* [TAREFA DO EXERCÍCIO 1]: Segundo o texto sobre o Bradador, em que momento essa criatura costuma fazer suas aparições?
* [TAREFA DO EXERCÍCIO 2]: Transcreva do texto sobre o Bradador todo o trecho que começa em "De fato, nenhuma" e vai até "Centro-Sul do Brasil.".

* [TEXTO DE LEITURA]:
BRADADOR
O Bradador pertence à mesma espécie quase abstrata do Alma-de-Gato ou
do Pé de garrafa, sendo conhecido apenas pela verdadeira paixão que nutre pelo
escândalo.
De fato, nenhuma outra criatura do nosso folclore personifica melhor esse
traço espalhafatoso dos nossos entes sobrenaturais do que esse personagem
habitante do Centro-Sul do Brasil.
Espécie anômala de assombração – já que, segundo a boa doutrina, não se
trata de um fantasma –, o Bradador, mesmo assim, costuma fazer suas aparições
à meia-noite em ponto de todas as sextas-feiras. Só que, em vez de arrastar-se
em silêncio, prefere lançar-se numa correria desatinada, ao mesmo tempo em
que berra feito um doido varrido.
Desde o instante em que o Bradador começa a sua ronda histérica, criatura
nenhuma consegue mais dormir, gente ou animal, devido à estridência dos seus
gritos.

* [Excertos do conjunto de anotações de localização]:
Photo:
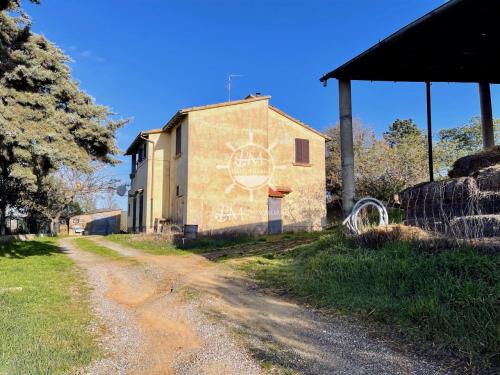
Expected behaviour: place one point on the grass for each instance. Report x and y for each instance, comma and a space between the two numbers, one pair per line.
90, 246
158, 245
446, 300
44, 313
148, 244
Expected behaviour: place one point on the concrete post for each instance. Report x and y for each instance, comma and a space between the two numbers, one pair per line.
429, 131
346, 146
486, 115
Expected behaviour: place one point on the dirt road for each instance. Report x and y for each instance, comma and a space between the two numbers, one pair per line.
186, 315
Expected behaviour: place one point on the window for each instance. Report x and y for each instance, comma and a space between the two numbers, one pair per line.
178, 137
301, 151
141, 153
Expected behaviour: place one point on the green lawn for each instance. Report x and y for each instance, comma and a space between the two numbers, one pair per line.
90, 246
162, 246
44, 311
449, 299
143, 243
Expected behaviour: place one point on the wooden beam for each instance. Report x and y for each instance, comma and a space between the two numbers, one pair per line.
346, 146
486, 115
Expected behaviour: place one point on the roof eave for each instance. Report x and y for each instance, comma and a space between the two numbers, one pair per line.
337, 73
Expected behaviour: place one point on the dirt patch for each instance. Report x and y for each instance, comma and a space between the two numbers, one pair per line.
263, 326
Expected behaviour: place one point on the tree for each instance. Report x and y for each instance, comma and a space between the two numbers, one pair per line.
382, 167
456, 142
46, 121
63, 189
363, 138
402, 131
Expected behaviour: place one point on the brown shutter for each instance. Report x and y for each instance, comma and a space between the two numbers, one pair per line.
305, 151
178, 137
298, 150
301, 151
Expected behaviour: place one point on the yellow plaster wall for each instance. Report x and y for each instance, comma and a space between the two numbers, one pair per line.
179, 175
305, 207
216, 201
221, 147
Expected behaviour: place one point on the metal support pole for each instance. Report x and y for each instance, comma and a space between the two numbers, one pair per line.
429, 131
486, 115
346, 146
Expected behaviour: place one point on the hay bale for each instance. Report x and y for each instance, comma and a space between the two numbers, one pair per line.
488, 179
438, 191
488, 203
471, 164
477, 226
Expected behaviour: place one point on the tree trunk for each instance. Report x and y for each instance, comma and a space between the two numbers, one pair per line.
54, 224
3, 220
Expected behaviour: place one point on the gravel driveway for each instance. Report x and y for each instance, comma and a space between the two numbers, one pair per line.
187, 315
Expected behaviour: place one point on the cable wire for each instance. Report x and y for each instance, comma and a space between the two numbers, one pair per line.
351, 222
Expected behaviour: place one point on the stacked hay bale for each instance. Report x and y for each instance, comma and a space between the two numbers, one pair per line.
465, 206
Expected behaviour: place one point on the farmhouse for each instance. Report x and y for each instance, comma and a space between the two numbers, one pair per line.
238, 166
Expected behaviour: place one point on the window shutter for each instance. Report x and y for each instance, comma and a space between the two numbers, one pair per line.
305, 151
302, 151
298, 150
178, 137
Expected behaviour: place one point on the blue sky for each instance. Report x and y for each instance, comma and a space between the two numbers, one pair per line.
147, 59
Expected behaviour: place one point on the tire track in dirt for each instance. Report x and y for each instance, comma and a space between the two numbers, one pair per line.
272, 329
150, 323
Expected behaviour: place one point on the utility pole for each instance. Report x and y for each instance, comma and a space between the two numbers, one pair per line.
229, 77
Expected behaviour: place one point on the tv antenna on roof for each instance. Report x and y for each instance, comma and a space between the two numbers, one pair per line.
229, 77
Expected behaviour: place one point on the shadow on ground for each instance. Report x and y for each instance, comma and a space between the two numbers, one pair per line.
24, 249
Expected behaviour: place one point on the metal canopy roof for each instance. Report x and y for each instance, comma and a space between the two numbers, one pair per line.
457, 42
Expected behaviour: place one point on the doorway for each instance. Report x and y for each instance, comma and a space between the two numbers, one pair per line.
275, 223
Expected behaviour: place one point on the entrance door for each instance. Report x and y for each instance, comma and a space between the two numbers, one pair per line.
134, 214
275, 224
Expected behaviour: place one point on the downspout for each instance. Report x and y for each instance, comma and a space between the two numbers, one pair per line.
152, 176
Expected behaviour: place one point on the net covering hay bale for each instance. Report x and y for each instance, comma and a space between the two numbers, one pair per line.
471, 164
456, 206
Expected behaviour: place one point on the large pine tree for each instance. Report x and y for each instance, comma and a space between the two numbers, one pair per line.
46, 121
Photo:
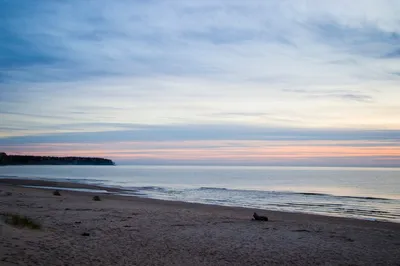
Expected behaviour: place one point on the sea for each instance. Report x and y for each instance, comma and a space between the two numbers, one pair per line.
363, 193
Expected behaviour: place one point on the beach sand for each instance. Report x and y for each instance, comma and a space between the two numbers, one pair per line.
138, 231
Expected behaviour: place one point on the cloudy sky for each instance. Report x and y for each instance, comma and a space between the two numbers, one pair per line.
272, 82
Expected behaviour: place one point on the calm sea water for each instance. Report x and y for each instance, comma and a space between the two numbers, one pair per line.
366, 193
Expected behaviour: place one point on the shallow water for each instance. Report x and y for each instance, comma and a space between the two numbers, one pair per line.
366, 193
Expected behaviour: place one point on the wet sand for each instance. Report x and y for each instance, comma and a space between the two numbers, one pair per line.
137, 231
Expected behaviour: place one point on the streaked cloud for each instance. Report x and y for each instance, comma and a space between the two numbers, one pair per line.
106, 71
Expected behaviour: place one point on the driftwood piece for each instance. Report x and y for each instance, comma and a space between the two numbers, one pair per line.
259, 217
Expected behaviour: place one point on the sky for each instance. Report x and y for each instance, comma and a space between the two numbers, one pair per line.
272, 82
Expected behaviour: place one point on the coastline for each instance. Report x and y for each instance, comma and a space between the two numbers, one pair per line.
129, 230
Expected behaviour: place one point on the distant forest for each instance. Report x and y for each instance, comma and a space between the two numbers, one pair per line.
51, 160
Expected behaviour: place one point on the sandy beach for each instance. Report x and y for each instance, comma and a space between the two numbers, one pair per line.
136, 231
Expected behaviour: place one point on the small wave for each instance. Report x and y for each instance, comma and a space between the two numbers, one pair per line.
151, 188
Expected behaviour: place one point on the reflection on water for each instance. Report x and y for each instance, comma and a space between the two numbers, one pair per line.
368, 193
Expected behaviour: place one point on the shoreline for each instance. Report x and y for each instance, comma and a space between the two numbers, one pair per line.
131, 230
119, 192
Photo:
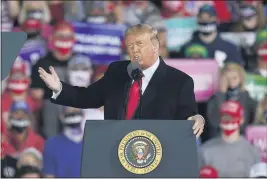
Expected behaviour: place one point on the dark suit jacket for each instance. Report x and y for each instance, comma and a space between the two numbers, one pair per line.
169, 94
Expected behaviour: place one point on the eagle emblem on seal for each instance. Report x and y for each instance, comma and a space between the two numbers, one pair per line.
140, 151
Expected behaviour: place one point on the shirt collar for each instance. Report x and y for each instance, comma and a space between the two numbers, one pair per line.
148, 73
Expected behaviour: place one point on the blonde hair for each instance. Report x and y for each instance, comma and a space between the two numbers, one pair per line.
142, 29
259, 118
34, 154
239, 69
27, 5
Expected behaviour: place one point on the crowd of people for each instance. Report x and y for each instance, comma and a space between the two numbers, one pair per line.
42, 139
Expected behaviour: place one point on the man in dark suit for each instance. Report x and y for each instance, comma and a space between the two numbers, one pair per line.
167, 93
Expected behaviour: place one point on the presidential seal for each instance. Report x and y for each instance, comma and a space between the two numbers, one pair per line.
140, 152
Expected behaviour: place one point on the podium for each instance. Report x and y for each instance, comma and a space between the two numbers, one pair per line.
139, 149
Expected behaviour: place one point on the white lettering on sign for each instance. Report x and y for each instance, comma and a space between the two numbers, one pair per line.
98, 39
95, 49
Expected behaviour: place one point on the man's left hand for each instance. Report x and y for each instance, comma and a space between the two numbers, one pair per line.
199, 124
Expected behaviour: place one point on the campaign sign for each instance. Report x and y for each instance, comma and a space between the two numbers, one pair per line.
257, 136
101, 42
204, 73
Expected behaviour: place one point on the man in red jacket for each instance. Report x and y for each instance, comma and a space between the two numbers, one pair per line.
19, 134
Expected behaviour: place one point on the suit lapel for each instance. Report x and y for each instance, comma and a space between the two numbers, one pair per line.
151, 90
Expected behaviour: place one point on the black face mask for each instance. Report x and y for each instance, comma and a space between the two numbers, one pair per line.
207, 28
19, 125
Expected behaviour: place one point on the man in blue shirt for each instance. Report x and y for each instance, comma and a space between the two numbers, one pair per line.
62, 153
207, 35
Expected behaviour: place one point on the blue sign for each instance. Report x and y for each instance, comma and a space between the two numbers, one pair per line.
101, 42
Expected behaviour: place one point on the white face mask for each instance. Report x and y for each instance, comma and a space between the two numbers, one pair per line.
80, 78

* [RESPOSTA COMPLETA 1]: À meia-noite em ponto de todas as sextas-feiras.

* [RESPOSTA COMPLETA 2]:
De fato, nenhuma outra criatura do nosso folclore personifica melhor esse
traço espalhafatoso dos nossos entes sobrenaturais do que esse personagem
habitante do Centro-Sul do Brasil.